Task to complete
Each record that follows is to be reproduced character for character, pictures excepted.

Items listed in a dataset
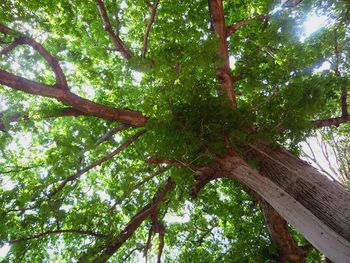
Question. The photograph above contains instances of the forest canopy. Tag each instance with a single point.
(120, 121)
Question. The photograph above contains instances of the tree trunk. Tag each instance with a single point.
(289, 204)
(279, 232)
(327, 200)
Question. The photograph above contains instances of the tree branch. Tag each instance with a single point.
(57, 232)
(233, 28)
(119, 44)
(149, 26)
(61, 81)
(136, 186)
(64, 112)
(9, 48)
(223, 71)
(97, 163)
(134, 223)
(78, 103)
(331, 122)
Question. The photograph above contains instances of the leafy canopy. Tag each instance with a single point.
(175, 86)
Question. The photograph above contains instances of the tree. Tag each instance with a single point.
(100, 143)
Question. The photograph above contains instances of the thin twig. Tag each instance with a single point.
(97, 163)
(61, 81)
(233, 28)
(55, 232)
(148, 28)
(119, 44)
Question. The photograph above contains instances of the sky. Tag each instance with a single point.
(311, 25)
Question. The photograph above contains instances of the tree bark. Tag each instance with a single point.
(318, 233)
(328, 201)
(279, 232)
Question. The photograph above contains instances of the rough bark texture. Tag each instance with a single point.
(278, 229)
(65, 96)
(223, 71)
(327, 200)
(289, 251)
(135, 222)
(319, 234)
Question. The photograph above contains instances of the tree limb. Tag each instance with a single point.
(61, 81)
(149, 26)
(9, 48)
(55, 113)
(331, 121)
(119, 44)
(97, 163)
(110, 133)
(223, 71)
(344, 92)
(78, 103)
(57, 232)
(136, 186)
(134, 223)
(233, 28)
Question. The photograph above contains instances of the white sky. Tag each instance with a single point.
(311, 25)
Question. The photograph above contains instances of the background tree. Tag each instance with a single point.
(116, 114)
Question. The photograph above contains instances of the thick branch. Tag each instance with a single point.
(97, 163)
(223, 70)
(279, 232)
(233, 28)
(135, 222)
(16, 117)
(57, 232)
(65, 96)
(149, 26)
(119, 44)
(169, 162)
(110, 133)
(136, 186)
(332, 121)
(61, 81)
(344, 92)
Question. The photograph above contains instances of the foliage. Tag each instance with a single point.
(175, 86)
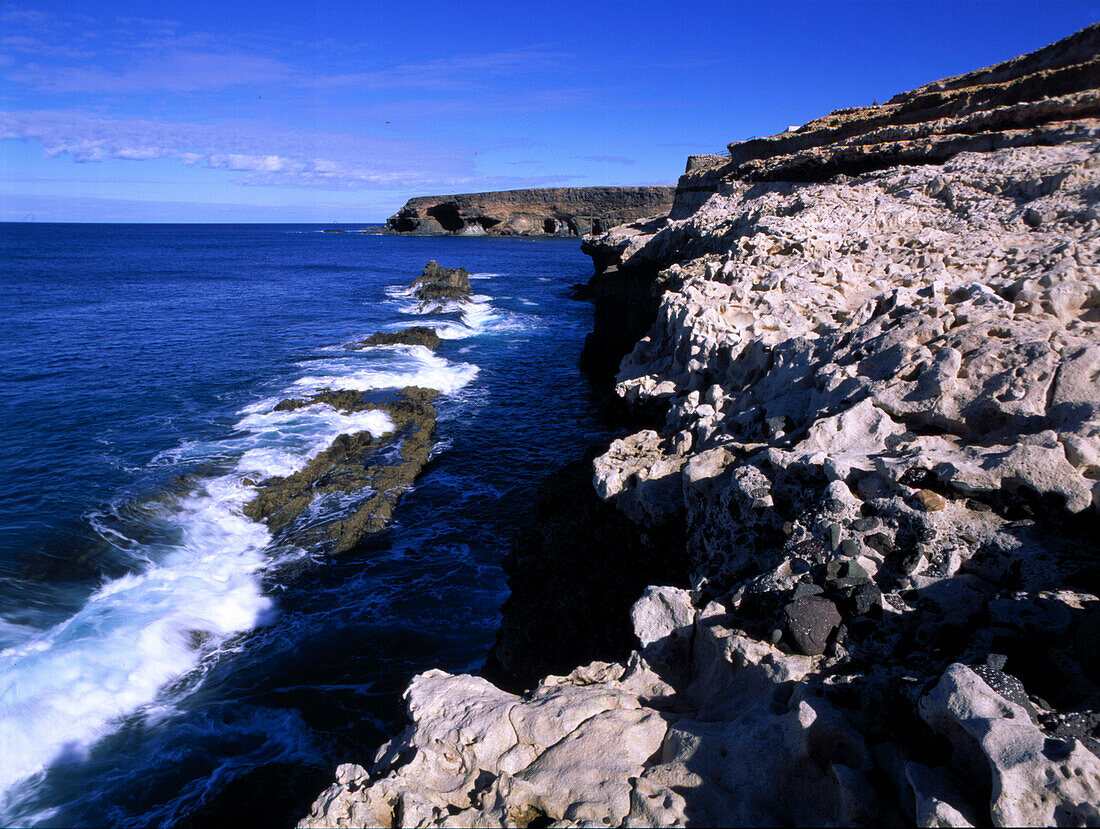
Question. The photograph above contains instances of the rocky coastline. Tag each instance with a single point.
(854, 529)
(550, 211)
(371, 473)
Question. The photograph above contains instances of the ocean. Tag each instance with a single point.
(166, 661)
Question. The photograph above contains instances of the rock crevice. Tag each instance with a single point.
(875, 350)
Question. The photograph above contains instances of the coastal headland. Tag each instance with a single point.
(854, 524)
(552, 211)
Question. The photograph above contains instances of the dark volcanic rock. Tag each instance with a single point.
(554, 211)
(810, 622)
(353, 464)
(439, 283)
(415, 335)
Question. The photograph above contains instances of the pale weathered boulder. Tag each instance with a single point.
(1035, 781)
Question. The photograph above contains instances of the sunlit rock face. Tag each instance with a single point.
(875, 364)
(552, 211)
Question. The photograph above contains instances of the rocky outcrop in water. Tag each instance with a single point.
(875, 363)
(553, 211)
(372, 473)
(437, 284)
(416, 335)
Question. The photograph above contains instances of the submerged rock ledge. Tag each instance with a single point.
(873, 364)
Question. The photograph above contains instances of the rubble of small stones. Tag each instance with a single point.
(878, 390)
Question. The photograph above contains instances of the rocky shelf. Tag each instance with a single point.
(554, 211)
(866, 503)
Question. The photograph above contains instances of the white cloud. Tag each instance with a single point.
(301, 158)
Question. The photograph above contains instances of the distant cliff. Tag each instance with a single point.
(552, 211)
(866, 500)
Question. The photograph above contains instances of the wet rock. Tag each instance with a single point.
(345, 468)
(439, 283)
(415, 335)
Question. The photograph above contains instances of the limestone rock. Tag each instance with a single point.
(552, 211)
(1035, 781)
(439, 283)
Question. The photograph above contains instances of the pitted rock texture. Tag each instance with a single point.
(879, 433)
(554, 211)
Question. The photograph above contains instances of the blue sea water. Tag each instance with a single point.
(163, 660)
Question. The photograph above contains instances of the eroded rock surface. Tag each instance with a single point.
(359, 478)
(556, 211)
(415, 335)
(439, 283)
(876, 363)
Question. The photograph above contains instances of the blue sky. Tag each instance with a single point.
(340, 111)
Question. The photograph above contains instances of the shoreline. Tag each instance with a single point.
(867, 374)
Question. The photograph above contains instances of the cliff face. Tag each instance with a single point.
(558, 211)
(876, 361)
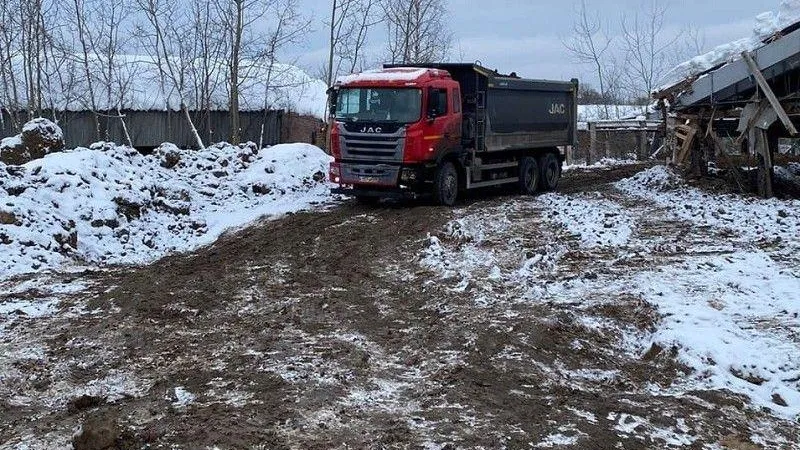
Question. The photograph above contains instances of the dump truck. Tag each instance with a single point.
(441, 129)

Final answer
Question. The photograph above contains instances of the forest canopy. Tag each instance with a single point.
(120, 121)
Question. The photograph above contains instances of the tree trunk. Tag each instance with a single point.
(289, 204)
(279, 232)
(327, 200)
Question. The photograph above contains instances of the tree branch. Tag each instance with a single point.
(57, 232)
(233, 28)
(119, 44)
(149, 26)
(61, 81)
(136, 186)
(64, 112)
(9, 48)
(223, 71)
(97, 163)
(134, 223)
(78, 103)
(331, 122)
Question. The photograph above contains instances of the leafy canopy. Tag each instance with a single point.
(175, 86)
Question. The photograph above contains instances of the tree. Tag each instance with a single point.
(100, 143)
Question. The photograph above contains instances of the thin twig. Tag each instance with a single point.
(97, 163)
(61, 81)
(233, 28)
(55, 232)
(148, 28)
(119, 44)
Question. The photograph above contains instances of the sky. Tag each instance with a single point.
(311, 25)
Question. The photograph above contains instances of the tree bark. Tag each instance with a single point.
(318, 233)
(328, 201)
(279, 232)
Question. The photograph above contains instances of the rough bark texture. Tag each instance with a single point.
(278, 229)
(65, 96)
(223, 71)
(327, 200)
(289, 251)
(135, 222)
(319, 234)
Question. The photograph above contains instances of the tree limb. Tag each instance with a single point.
(61, 81)
(149, 26)
(9, 48)
(55, 113)
(331, 121)
(119, 44)
(97, 163)
(110, 133)
(223, 71)
(344, 92)
(78, 103)
(57, 232)
(136, 186)
(134, 223)
(233, 28)
Question. The photograph above contains instances of the white sky. Tag each instance with a single point.
(311, 25)
Question. The photograph above contains instances of the background tree. Tag each instance with a single point.
(116, 114)
Question. The photograph above contains instances of the thick branch. Tag each instance with a single point.
(97, 163)
(223, 70)
(279, 232)
(233, 28)
(135, 222)
(16, 117)
(57, 232)
(65, 96)
(149, 26)
(119, 44)
(169, 162)
(110, 133)
(136, 186)
(332, 121)
(61, 81)
(344, 92)
Question. The photograph above contains instances of the foliage. Tag each instance with a single point.
(175, 86)
Question. The photograph above contains instances of the rocky coastline. Tag each instance with a single point.
(854, 529)
(550, 211)
(371, 473)
Question. The photograph above contains instances of the ocean. Tag each instance with a single point.
(166, 661)
Question. The photograph above contains instances of the rock crevice. Tag each instance with a single point.
(875, 350)
Question. The photograph above contains instances of the coastal headland. Tag each instance with a single point.
(854, 524)
(552, 211)
Question. The photograph above contains instances of the dark volcanic rock. Tag each instance with a single point.
(554, 211)
(810, 622)
(353, 464)
(439, 283)
(415, 335)
Question. The photograph above contains instances of the pale weathered boulder. Tag each instance with a single point.
(1035, 781)
Question. The photograph above contains instances of the sunlit rock face. Tag each instance with a single point.
(875, 364)
(552, 211)
Question. The photograph above contains instances of the rocky outcrop in water. Tag each instance with a single point.
(875, 363)
(553, 211)
(372, 473)
(437, 284)
(416, 335)
Question. The photograph above contains instances of the submerged rock ledge. Tag each instance with a single point.
(873, 364)
Question. The photograph above contains instances of the rubble of small stones. Tag each instance with a single point.
(878, 390)
Question. The photograph above contains instances of the rocky shelf. Tag each instance with a single point.
(554, 211)
(866, 503)
Question. The photograph above contains instances of the white cloud. Tag each instance with a single point.
(301, 158)
Question. The photograph above contains instances of the distant cliff. Tag each instance with a single point.
(552, 211)
(866, 500)
Question. The photograph above contains instances of the wet rock. Tag each instance with a single point.
(345, 468)
(439, 283)
(415, 335)
Question. The photograph above contains instances of the limestone rock. Tag each instance with a single point.
(552, 211)
(1035, 781)
(439, 283)
Question. The photograph above contains instances of the pitted rock texture. Tag each instance with a single point.
(879, 433)
(554, 211)
Question. The photograph above contains instances of the blue sea water. Tag each instance with a single point.
(163, 660)
Question. The photograph above contains instances of the eroded rock surface. Tag each instance with a single point.
(359, 478)
(556, 211)
(415, 335)
(439, 283)
(876, 363)
Question. The photograph above contains instances of the blue sky. Tag each instance with a single point.
(340, 111)
Question. The photograph above contains instances of the shoreline. Tag each instance with a single point.
(867, 374)
Question. The photograph above contains instances of the cliff face. Tag each instance with a single point.
(558, 211)
(876, 361)
Question. The photograph above contains instances of the dump truck. Tag each instance with a single point.
(441, 129)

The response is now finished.